**MATERIAL**.
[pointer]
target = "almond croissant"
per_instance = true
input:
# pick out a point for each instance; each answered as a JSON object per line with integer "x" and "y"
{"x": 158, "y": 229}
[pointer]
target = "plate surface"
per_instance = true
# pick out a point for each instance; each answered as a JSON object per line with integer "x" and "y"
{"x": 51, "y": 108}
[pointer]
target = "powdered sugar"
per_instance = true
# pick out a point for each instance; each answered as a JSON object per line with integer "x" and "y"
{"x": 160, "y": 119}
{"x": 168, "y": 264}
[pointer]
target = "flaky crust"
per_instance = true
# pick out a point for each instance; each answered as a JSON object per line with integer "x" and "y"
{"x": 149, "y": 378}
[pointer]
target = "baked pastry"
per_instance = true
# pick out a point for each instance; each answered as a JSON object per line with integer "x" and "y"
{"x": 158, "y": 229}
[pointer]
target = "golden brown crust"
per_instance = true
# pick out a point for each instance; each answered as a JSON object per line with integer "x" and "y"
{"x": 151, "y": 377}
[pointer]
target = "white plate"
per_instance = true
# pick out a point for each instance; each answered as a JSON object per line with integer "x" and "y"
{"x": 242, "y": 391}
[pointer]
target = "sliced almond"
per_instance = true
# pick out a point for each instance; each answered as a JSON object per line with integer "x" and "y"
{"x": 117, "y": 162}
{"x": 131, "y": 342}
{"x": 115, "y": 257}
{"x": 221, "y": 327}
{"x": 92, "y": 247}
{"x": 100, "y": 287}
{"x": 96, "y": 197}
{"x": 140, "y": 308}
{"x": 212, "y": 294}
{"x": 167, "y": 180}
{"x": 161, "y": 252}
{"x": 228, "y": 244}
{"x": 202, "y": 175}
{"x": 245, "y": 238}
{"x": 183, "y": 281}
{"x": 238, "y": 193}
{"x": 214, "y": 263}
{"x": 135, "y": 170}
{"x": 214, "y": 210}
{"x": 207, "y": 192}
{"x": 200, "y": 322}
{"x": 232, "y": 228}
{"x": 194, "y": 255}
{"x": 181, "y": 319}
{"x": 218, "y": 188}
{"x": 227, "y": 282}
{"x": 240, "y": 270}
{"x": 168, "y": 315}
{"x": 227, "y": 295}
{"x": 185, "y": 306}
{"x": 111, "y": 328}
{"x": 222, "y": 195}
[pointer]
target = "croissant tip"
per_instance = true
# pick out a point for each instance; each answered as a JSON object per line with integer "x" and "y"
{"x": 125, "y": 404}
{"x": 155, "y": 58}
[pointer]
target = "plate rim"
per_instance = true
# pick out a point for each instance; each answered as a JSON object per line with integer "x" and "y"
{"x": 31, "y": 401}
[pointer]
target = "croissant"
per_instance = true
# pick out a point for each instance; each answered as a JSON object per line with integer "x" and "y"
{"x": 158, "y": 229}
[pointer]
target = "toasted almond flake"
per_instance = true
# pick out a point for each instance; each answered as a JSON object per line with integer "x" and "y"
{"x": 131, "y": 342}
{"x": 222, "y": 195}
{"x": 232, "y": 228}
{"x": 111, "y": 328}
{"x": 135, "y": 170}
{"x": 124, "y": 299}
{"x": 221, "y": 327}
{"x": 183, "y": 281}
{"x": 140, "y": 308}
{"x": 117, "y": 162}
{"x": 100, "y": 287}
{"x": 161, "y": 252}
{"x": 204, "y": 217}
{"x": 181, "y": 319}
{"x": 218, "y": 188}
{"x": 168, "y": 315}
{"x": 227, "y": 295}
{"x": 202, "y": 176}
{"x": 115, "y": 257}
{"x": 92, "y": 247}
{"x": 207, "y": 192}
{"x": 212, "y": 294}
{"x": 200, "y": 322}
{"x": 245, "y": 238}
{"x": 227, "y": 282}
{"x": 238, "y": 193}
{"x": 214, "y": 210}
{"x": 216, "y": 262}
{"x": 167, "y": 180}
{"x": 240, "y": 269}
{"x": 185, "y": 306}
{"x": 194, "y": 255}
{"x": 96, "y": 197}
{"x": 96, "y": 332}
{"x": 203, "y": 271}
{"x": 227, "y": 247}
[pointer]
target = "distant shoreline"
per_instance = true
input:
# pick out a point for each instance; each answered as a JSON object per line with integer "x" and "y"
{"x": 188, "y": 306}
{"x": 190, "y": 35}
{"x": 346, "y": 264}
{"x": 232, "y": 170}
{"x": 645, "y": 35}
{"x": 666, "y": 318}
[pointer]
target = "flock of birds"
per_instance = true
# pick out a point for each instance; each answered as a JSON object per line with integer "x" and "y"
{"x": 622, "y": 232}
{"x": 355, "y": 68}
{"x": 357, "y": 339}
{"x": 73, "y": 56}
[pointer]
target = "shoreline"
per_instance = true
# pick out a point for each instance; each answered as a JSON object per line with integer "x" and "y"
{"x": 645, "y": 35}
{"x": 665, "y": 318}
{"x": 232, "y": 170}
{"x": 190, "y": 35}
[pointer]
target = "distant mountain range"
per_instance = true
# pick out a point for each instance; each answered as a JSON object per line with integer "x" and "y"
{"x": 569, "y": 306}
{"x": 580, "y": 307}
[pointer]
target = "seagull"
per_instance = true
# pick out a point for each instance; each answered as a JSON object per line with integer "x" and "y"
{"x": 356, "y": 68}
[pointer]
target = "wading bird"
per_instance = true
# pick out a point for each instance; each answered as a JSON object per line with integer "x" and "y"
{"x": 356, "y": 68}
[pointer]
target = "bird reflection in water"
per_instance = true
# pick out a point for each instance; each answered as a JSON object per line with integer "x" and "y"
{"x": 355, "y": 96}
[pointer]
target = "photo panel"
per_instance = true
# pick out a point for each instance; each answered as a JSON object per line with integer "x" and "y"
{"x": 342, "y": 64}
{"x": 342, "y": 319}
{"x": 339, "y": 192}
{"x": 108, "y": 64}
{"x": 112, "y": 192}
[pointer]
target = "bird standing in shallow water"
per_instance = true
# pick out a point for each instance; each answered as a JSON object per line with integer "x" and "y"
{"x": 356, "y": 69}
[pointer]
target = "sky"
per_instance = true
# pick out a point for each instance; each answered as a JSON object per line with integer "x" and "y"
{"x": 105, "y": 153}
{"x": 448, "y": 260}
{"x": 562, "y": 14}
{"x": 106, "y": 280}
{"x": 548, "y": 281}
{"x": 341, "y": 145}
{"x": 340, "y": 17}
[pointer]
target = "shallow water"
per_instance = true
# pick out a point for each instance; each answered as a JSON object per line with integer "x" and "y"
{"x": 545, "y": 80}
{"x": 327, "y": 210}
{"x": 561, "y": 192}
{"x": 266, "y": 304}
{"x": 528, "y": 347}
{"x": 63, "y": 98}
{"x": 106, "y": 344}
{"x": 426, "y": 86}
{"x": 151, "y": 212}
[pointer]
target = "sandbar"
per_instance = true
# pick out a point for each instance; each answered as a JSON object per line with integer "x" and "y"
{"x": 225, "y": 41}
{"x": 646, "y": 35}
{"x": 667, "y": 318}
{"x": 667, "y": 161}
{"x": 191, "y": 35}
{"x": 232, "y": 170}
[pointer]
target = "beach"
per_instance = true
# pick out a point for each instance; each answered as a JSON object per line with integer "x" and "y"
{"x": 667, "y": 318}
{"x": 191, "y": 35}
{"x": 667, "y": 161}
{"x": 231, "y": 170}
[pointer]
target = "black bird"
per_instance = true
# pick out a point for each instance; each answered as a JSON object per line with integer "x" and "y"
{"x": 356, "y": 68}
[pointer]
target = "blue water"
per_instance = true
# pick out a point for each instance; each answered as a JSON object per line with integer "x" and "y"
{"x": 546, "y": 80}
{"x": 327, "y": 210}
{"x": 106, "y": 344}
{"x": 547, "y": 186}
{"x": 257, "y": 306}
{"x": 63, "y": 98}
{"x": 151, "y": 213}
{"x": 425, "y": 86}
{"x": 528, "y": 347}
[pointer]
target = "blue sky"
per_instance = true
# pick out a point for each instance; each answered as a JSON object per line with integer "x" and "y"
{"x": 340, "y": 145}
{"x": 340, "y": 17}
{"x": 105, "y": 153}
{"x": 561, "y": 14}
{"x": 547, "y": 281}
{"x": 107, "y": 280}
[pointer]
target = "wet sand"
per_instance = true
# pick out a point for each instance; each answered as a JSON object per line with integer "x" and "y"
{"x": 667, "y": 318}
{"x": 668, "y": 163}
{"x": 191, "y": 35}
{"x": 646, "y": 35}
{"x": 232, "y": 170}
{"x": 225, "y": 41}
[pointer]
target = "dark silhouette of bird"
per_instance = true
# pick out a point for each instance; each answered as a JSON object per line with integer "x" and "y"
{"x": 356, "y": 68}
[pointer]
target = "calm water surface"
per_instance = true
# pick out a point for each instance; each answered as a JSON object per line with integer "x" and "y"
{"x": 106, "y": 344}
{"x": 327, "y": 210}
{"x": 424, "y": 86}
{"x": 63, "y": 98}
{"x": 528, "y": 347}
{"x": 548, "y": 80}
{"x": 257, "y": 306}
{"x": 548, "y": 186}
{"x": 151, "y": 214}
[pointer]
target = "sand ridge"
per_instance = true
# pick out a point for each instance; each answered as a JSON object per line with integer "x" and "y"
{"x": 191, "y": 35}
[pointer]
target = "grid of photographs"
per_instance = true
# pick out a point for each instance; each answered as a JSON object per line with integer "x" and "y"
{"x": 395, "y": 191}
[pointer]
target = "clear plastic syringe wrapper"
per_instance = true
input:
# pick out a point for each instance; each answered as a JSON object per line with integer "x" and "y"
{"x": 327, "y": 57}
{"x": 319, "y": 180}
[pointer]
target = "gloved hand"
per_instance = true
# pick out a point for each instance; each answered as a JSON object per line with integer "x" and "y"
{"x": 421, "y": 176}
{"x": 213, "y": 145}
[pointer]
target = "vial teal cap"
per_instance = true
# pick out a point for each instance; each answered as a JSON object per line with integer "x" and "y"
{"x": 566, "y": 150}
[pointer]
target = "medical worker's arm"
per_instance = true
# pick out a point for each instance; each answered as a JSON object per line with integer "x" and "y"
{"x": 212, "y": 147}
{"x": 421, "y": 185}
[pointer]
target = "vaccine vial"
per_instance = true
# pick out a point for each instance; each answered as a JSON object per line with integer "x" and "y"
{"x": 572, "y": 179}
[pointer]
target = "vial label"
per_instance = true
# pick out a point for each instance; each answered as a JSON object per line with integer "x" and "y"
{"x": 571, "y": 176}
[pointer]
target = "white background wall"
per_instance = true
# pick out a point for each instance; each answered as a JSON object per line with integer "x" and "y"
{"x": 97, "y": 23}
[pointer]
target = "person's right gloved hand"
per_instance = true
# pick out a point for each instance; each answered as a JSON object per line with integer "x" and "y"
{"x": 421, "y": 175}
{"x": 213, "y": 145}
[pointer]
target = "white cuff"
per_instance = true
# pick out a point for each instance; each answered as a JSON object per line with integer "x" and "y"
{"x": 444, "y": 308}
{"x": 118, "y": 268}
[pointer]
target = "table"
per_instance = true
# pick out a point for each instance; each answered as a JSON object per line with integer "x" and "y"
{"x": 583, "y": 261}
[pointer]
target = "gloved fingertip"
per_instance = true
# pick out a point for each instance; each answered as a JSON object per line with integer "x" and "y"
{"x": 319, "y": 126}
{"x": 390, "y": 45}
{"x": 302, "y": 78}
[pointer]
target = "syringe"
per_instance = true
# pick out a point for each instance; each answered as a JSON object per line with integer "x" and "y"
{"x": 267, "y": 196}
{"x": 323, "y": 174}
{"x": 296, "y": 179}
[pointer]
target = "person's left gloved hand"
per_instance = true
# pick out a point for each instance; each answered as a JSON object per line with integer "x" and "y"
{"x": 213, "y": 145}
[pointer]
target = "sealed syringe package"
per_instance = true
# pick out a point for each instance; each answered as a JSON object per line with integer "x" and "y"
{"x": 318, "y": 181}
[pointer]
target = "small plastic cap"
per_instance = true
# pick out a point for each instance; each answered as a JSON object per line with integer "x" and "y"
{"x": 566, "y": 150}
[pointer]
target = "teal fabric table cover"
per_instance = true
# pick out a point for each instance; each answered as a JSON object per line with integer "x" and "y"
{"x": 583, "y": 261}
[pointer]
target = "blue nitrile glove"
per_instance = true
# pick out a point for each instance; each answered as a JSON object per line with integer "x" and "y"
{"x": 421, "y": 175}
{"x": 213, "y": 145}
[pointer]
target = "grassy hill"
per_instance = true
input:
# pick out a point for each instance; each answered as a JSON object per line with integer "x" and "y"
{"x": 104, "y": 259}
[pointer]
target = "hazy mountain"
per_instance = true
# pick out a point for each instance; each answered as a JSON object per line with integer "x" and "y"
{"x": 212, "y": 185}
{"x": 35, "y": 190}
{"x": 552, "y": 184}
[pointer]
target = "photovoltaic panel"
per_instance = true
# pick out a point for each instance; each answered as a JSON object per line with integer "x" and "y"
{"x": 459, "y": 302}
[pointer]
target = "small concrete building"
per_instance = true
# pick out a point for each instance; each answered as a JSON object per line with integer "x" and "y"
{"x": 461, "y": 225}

**STATED EXERCISE**.
Please pull out each line of the items above that contains the string "hand", and list those lines in the order they appear.

**WRITTEN SOLUTION**.
target = "gloved hand"
target = "person's right gloved hand"
target = "person's left gloved hand"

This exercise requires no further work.